### Work required
Gather and copy out every line in the records below that contains the string "blue". Case matters.

:: Supplied entries ::

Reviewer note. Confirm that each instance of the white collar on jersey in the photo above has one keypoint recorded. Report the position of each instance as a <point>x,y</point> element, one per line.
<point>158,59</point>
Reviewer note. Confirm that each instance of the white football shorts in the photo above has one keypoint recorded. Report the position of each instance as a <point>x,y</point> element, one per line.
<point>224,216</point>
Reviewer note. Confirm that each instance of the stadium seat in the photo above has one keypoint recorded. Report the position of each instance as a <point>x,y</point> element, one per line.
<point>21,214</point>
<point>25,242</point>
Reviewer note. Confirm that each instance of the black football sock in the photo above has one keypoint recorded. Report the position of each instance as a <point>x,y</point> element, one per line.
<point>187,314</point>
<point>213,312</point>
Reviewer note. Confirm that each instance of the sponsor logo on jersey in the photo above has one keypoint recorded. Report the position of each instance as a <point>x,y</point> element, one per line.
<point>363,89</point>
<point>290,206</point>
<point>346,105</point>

:::
:: Supplied entries ::

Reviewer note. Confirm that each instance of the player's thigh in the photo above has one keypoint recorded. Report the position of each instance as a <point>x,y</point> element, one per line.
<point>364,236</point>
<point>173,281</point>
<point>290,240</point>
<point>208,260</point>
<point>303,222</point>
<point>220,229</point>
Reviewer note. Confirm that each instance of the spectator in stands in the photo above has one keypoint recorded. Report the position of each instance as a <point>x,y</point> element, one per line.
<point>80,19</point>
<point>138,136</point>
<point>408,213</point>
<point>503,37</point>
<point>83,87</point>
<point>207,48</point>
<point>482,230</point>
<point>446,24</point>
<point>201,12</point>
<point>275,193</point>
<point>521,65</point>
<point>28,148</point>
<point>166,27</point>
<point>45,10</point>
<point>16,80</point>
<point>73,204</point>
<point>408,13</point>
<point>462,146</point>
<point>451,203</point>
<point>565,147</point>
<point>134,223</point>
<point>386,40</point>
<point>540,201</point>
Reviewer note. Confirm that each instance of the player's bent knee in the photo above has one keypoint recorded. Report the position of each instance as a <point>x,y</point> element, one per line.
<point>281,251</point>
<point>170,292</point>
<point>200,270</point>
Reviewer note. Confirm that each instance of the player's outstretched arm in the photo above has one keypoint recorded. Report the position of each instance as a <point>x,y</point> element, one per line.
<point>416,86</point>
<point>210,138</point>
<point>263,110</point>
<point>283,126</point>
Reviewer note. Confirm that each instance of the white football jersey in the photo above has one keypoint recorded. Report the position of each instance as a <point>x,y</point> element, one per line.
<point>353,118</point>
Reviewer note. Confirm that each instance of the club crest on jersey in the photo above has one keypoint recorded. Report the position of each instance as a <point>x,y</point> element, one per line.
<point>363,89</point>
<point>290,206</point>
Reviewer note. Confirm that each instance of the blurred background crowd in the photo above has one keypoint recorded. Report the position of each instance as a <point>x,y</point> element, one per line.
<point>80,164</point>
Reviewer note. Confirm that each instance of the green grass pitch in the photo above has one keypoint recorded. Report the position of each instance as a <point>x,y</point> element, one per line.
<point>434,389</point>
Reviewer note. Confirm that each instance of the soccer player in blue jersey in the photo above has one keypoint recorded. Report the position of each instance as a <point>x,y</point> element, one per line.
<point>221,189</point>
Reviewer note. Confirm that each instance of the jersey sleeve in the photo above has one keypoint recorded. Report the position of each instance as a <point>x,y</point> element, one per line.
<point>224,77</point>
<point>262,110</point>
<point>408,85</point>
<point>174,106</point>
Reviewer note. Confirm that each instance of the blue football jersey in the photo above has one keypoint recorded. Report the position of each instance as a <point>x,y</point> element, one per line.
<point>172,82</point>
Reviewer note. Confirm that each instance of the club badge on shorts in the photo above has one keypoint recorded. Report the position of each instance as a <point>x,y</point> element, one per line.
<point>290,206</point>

:::
:: Supplied entries ::

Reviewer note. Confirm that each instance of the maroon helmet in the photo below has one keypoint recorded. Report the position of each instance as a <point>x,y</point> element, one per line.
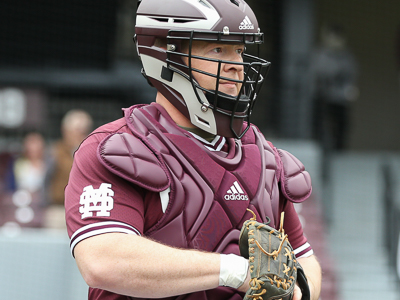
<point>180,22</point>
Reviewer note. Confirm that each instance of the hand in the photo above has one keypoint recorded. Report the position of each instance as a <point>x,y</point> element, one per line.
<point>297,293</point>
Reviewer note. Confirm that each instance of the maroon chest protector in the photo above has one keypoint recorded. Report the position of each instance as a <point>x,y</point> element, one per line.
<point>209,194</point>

:::

### Result for this exercise
Reviewer note. Confirm that each instance of the soccer player in blue jersey in the photo above has one keypoint recorded. Report the position of each instance as a <point>x,y</point> element, one per line.
Reviewer note. Confirm that each instance of the blue football jersey in the photo above has one keypoint recorded. Report the position of each instance as a <point>x,y</point> element, one per line.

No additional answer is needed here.